### Aim of the exercise
Please copy every one of the entries below word for word, leaving out the pictures.
##########
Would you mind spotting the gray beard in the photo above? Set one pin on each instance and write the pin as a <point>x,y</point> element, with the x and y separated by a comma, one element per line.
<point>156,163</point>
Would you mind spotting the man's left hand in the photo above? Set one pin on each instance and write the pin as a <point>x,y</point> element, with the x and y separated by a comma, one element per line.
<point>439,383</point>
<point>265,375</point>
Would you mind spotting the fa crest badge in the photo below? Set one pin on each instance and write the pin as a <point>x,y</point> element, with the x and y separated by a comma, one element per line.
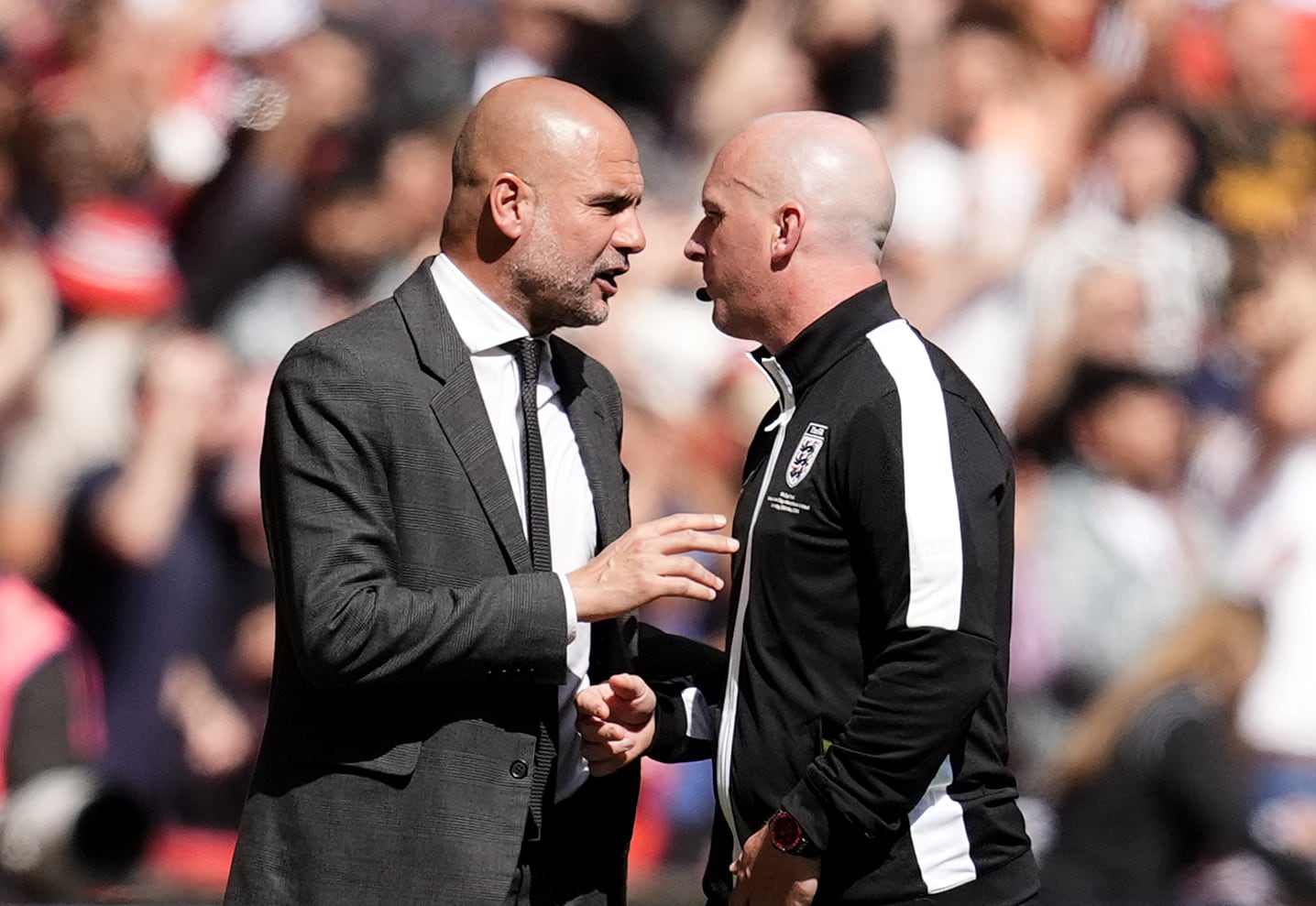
<point>806,452</point>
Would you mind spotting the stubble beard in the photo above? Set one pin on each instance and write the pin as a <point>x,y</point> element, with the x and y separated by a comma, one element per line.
<point>557,289</point>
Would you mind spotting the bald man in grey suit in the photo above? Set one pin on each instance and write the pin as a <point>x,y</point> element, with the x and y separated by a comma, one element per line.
<point>420,743</point>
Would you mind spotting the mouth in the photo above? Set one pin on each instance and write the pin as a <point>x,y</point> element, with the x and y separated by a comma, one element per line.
<point>607,280</point>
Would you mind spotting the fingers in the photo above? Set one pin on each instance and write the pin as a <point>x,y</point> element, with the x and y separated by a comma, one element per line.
<point>591,703</point>
<point>681,521</point>
<point>630,687</point>
<point>687,577</point>
<point>691,540</point>
<point>606,758</point>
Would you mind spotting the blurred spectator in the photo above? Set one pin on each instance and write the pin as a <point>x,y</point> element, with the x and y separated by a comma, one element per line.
<point>153,570</point>
<point>1259,139</point>
<point>304,93</point>
<point>1150,782</point>
<point>1116,554</point>
<point>1129,212</point>
<point>111,263</point>
<point>1261,474</point>
<point>62,830</point>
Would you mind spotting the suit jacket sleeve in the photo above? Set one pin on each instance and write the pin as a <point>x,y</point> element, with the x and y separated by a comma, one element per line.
##########
### Task output
Would you mind spotting the gray beard in the photo above? Set one pin on each instance and write the pin as a <point>x,y</point> element, with the x and y separated by a comma, one element per line.
<point>156,163</point>
Would you mind spotting the man's left hand in the photo above? Set one pin on each instance and write the pin as a <point>x,y</point> element, with the x and y separated by a comma, one element per line.
<point>439,383</point>
<point>265,375</point>
Would you mind spotting the fa crest badge in the photo below? Set one pin on each instance and write the pin as a <point>x,y</point> element, with the x and y separated by a comma, one element per line.
<point>806,452</point>
Would you mind spotting the stubble beard in the photo above? Set one pin on each instance and write the pin as a <point>x,y</point> element, with the x and y separated by a comma, one element per line.
<point>557,289</point>
Would you mind spotting the bald man in grey suit in the photo above? Set one pin on each instance and write the pin as a <point>x,y</point> element, with the x and y separated by a comma, one element per line.
<point>420,743</point>
Would you mind spotting the mouth in the photo above? Set one pin on each instance and write the pin as a <point>x,y</point> element, with the x and y separated by a comma, one element per line.
<point>607,280</point>
Would you mind spotting the fingers in the photo above? Set one pin on each instance and write the pin as a <point>x,y</point> element, with the x and y separated by a comma, one element per line.
<point>591,703</point>
<point>681,521</point>
<point>630,687</point>
<point>687,577</point>
<point>691,540</point>
<point>606,758</point>
Would you mind spotting the blurred spectator in the photo above? Set one pin on each instance and write the pin as a <point>x,y</point> element, with the x and y separated by a comma, one element per line.
<point>153,570</point>
<point>1259,139</point>
<point>304,93</point>
<point>1150,782</point>
<point>1116,554</point>
<point>1129,212</point>
<point>111,263</point>
<point>1261,474</point>
<point>62,830</point>
Would you mind spotting the suit jacket sleeve in the photo above? Set one pin on each instance and write the pin as a <point>x,y</point> element, with the x and y separated by a comma, one element per line.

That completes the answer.